What you will do:
Reproduce the part of the passage about the rare flowering cherry starting with "Our plant is" and going on through "for further distribution.", keeping every word and mark unchanged.

Contributed by Anthony S. Aiello, The Gayle E. Maloney Director of Horticulture and Curator

Every year at this time our plant propagator, Shelley Dillard, and I start choosing plants for our annual spring planting.  While doing this last week, I was thrilled to see the pink flower buds and slightly-opened flowers of a horticulturally rare flowering cherry, Prunus hirtipes.  This is the earliest-flowering of all the ornamental cherries in our living collections, and it is also one of the rarest flowering cherries in the U.S.  It is so unusual in cultivation that it does not have common name and we simply call it “flowering cherry”. 

Our plant is growing in the ‘Medicinal House’, a semi-submerged glasshouse that is closed to the public.  This greenhouse is kept above 30 degrees in the winter, and it is here that we over-winter new cuttings and some of our most special or more tender plants.  P. hirtipes is known in only nine collections globally, and until two years ago, the tree at the Brooklyn Botanic Garden (BBG) was the only known specimen in North America (information provided courtesy of BGCI’s PlantSearch).  Since then, we have successfully propagated that tree, and hope to grow more for further distribution.

Dataset excerpts:
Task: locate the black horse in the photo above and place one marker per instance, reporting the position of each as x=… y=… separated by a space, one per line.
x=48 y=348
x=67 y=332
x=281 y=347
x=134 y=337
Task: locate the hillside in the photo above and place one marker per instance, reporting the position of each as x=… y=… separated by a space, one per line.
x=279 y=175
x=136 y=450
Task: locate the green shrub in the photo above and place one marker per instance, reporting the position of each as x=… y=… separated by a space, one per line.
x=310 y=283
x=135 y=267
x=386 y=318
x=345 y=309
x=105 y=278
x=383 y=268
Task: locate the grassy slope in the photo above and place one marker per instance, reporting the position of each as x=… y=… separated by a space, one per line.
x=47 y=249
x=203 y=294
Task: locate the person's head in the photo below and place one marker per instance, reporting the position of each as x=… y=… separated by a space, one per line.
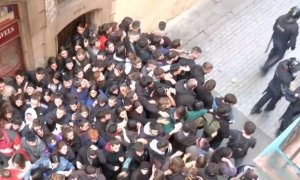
x=52 y=63
x=133 y=36
x=40 y=73
x=63 y=52
x=60 y=111
x=35 y=100
x=249 y=127
x=90 y=170
x=80 y=28
x=139 y=148
x=93 y=135
x=210 y=85
x=212 y=169
x=16 y=124
x=54 y=160
x=20 y=76
x=47 y=95
x=162 y=144
x=154 y=128
x=58 y=99
x=36 y=174
x=67 y=133
x=191 y=84
x=122 y=113
x=110 y=47
x=230 y=99
x=2 y=84
x=294 y=12
x=84 y=111
x=195 y=52
x=207 y=67
x=18 y=100
x=80 y=54
x=138 y=107
x=201 y=161
x=162 y=25
x=18 y=160
x=84 y=125
x=188 y=126
x=30 y=115
x=115 y=145
x=62 y=148
x=180 y=112
x=31 y=138
x=145 y=167
x=219 y=153
x=37 y=127
x=176 y=165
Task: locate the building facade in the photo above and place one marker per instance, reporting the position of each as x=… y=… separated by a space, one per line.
x=32 y=30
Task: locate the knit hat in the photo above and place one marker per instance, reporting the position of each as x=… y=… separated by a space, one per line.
x=93 y=134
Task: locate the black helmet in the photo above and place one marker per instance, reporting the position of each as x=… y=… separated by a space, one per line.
x=294 y=12
x=293 y=65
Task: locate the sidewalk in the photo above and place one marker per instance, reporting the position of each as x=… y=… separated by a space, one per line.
x=233 y=35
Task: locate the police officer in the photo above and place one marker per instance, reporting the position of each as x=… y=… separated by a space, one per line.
x=284 y=37
x=278 y=86
x=292 y=110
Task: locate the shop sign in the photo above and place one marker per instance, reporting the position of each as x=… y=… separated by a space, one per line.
x=9 y=33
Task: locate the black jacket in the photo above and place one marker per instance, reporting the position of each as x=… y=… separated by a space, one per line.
x=285 y=32
x=184 y=97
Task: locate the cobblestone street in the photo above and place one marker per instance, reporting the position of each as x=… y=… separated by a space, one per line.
x=233 y=36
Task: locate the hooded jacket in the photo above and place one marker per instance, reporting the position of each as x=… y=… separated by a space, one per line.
x=184 y=96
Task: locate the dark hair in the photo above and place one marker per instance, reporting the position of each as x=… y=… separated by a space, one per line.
x=219 y=153
x=201 y=161
x=176 y=165
x=40 y=70
x=115 y=142
x=212 y=169
x=19 y=159
x=54 y=158
x=162 y=142
x=175 y=43
x=30 y=136
x=162 y=25
x=125 y=23
x=181 y=112
x=142 y=42
x=132 y=125
x=188 y=126
x=37 y=174
x=249 y=127
x=210 y=85
x=230 y=98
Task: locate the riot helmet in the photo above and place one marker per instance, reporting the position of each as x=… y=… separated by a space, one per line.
x=293 y=65
x=294 y=12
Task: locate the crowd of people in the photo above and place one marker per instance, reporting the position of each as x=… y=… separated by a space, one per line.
x=118 y=103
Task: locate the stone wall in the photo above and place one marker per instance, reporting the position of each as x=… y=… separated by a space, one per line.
x=149 y=12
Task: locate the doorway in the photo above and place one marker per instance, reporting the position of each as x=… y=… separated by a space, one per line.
x=92 y=19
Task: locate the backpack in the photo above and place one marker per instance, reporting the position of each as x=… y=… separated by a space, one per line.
x=210 y=124
x=239 y=148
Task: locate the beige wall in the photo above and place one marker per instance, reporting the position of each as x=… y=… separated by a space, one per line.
x=150 y=12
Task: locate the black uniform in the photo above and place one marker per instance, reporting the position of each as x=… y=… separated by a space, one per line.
x=278 y=85
x=292 y=110
x=284 y=37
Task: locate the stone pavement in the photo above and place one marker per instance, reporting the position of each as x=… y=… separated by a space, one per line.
x=233 y=35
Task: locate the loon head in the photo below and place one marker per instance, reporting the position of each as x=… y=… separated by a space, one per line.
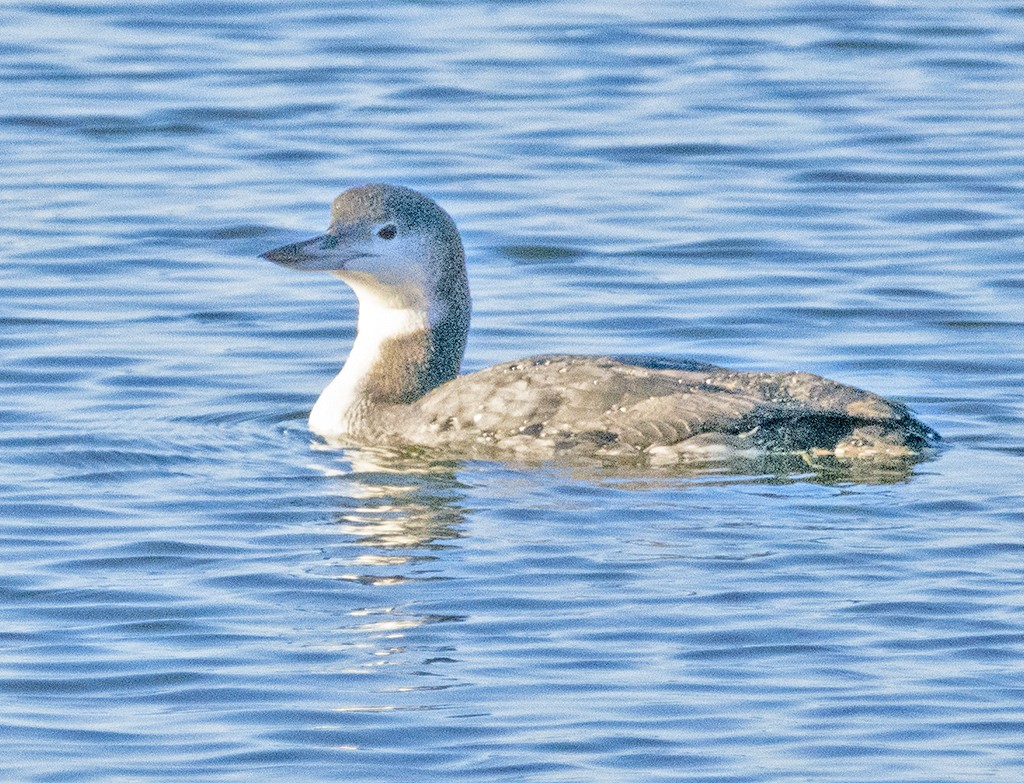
x=389 y=242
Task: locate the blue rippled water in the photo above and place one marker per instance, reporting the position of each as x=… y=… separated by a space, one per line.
x=194 y=589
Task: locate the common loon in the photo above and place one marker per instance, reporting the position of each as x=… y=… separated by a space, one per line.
x=400 y=387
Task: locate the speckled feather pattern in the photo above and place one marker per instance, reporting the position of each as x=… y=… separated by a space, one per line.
x=406 y=392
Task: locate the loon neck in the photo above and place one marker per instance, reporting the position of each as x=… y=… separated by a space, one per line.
x=407 y=343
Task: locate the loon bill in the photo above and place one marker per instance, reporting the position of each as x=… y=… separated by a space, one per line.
x=402 y=256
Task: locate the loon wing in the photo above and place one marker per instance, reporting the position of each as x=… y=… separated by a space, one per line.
x=604 y=406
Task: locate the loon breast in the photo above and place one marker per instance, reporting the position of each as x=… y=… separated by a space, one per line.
x=402 y=256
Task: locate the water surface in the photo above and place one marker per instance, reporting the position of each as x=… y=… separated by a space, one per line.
x=194 y=589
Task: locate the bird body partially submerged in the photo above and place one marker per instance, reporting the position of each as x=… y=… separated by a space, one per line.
x=402 y=256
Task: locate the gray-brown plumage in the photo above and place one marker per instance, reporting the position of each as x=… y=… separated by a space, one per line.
x=402 y=256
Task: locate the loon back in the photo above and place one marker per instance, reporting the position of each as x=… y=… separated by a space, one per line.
x=401 y=255
x=547 y=406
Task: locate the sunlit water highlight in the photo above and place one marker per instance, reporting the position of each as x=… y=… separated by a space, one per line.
x=194 y=590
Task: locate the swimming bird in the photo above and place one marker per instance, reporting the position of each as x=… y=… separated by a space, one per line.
x=399 y=387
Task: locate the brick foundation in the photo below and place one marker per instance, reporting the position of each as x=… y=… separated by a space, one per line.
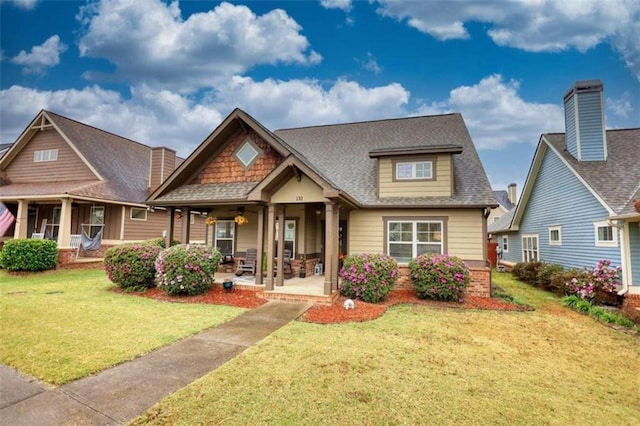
x=631 y=301
x=479 y=286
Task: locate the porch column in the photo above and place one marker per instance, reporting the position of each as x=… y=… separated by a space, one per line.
x=280 y=254
x=170 y=223
x=22 y=220
x=260 y=245
x=271 y=224
x=186 y=225
x=64 y=231
x=331 y=248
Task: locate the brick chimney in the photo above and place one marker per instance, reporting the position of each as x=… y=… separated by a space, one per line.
x=512 y=192
x=585 y=133
x=162 y=164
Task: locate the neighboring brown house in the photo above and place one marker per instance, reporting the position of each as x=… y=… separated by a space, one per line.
x=400 y=187
x=62 y=177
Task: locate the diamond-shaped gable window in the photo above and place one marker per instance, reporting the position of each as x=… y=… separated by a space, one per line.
x=247 y=154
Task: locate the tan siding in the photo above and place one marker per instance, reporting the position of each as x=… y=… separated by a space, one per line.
x=68 y=166
x=440 y=187
x=464 y=230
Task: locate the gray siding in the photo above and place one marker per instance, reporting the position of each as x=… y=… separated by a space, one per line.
x=559 y=198
x=634 y=241
x=591 y=126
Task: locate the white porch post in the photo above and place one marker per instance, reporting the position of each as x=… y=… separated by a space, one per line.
x=331 y=249
x=64 y=230
x=260 y=245
x=271 y=215
x=280 y=254
x=22 y=220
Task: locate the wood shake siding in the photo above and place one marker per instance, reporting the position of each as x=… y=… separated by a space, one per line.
x=439 y=187
x=225 y=167
x=67 y=167
x=464 y=237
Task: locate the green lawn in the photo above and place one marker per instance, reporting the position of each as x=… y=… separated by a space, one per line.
x=421 y=365
x=62 y=325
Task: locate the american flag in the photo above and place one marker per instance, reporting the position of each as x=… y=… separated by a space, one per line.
x=6 y=219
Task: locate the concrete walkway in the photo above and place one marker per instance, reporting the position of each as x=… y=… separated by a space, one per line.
x=120 y=394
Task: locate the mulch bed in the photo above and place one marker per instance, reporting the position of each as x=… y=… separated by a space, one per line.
x=336 y=313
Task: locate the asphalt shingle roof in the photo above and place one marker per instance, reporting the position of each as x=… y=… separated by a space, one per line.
x=340 y=153
x=617 y=180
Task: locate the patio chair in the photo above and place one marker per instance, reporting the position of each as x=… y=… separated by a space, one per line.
x=249 y=263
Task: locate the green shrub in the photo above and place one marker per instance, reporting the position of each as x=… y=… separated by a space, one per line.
x=132 y=266
x=29 y=255
x=441 y=277
x=186 y=269
x=368 y=277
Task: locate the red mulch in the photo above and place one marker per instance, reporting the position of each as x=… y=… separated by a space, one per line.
x=335 y=313
x=363 y=311
x=215 y=296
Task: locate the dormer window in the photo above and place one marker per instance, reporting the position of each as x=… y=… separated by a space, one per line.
x=247 y=153
x=45 y=155
x=413 y=170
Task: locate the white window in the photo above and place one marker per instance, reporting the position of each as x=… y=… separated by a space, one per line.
x=225 y=236
x=414 y=170
x=555 y=235
x=138 y=213
x=45 y=155
x=97 y=220
x=530 y=248
x=605 y=234
x=247 y=154
x=408 y=239
x=289 y=236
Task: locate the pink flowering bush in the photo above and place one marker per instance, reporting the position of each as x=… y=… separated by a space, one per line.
x=131 y=266
x=439 y=276
x=367 y=277
x=186 y=269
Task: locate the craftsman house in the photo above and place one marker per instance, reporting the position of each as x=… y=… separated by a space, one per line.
x=62 y=179
x=580 y=202
x=308 y=195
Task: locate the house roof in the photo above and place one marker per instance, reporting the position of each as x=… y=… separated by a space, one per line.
x=503 y=199
x=121 y=165
x=616 y=180
x=340 y=153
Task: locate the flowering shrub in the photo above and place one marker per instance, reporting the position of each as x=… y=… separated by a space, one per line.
x=598 y=283
x=367 y=277
x=439 y=276
x=131 y=266
x=186 y=269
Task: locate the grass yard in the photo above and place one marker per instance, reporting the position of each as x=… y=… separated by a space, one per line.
x=59 y=326
x=421 y=365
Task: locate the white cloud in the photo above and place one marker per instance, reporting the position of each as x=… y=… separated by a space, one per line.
x=345 y=5
x=531 y=25
x=24 y=4
x=149 y=42
x=168 y=118
x=41 y=57
x=497 y=116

Response to this task:
Our plant is growing in the ‘Medicinal House’, a semi-submerged glasshouse that is closed to the public.  This greenhouse is kept above 30 degrees in the winter, and it is here that we over-winter new cuttings and some of our most special or more tender plants.  P. hirtipes is known in only nine collections globally, and until two years ago, the tree at the Brooklyn Botanic Garden (BBG) was the only known specimen in North America (information provided courtesy of BGCI’s PlantSearch).  Since then, we have successfully propagated that tree, and hope to grow more for further distribution.